■ Required work ■
Pull out the lines of the entries below, starting with the line that contains "of the amber" and running through the last line of the entries, both ends included. Reproduce them word for word.

[Entries of labeled points]
------------------------------------
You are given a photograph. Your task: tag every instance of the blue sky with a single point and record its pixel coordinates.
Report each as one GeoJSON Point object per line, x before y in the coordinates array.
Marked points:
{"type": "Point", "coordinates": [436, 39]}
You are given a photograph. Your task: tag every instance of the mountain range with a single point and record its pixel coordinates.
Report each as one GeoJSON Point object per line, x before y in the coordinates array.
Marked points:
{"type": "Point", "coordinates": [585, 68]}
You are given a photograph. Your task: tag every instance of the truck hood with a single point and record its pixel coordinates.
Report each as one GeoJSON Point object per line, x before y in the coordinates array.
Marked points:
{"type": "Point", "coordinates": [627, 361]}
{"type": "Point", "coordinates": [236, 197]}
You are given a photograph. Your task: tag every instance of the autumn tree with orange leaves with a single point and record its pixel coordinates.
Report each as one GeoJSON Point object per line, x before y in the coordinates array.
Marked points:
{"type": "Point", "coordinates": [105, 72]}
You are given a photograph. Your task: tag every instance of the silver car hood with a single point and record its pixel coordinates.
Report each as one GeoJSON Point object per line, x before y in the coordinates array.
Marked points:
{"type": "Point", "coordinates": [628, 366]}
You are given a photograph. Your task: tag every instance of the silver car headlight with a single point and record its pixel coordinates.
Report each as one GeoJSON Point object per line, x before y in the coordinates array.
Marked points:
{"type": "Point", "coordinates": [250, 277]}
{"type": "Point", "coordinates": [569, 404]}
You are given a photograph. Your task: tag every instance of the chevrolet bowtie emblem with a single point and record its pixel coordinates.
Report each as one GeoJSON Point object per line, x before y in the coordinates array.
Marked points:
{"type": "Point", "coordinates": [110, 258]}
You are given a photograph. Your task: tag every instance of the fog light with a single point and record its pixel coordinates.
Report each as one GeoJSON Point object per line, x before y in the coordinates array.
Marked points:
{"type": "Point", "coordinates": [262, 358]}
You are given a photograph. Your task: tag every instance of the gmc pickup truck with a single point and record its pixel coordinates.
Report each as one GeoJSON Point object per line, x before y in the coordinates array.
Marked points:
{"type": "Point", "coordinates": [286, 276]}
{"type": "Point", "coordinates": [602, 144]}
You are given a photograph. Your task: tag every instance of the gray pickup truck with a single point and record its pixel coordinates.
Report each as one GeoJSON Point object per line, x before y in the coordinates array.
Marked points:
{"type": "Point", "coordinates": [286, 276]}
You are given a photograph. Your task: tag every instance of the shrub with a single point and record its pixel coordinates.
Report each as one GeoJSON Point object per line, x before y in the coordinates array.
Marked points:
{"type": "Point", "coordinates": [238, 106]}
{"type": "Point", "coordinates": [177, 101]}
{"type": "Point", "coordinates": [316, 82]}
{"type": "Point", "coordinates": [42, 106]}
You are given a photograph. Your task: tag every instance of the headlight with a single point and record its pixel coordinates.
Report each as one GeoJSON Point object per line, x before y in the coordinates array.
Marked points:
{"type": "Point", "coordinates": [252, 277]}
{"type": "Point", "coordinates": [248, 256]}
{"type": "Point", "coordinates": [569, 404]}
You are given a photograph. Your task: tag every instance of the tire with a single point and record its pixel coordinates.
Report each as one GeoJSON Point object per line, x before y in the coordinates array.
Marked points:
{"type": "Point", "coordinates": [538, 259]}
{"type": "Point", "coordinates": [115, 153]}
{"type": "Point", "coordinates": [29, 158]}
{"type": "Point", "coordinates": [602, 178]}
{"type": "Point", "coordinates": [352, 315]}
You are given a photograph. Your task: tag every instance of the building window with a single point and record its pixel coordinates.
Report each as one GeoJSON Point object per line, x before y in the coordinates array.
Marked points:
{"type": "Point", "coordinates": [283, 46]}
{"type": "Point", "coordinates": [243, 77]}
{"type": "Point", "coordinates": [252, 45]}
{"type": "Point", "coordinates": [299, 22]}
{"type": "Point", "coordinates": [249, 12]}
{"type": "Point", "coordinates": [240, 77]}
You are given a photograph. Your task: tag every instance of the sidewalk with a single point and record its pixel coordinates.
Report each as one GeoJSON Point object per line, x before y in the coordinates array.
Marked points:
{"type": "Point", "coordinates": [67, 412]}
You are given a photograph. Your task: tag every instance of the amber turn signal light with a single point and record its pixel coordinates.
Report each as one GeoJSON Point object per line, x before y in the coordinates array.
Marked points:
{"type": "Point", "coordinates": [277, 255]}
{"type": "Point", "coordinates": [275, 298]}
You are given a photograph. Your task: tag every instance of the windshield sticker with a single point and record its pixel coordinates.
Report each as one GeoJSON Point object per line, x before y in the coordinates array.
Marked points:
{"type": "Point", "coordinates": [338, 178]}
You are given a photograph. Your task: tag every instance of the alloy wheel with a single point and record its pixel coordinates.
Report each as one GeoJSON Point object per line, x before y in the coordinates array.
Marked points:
------------------------------------
■ Final result ■
You are given a photograph. Your task: tag every instance of the amber turn signal light with a single point and record its pixel coordinates.
Report each as one GeoJSON Point object per line, x before y in the coordinates array.
Marked points:
{"type": "Point", "coordinates": [277, 255]}
{"type": "Point", "coordinates": [275, 298]}
You are given a photograph. Your task: tag every instance of the windshield sticker with a single point and record its pixel coordinates.
Report each as one GeoJSON Point object per line, x before y in the coordinates array.
Marked points:
{"type": "Point", "coordinates": [338, 178]}
You are given a photograph. Your task: tag every instance of the alloy wheel with a single point and record its pixel coordinates.
Report each as one GeoJSON Point object per line, x before y in the coordinates array.
Marked points:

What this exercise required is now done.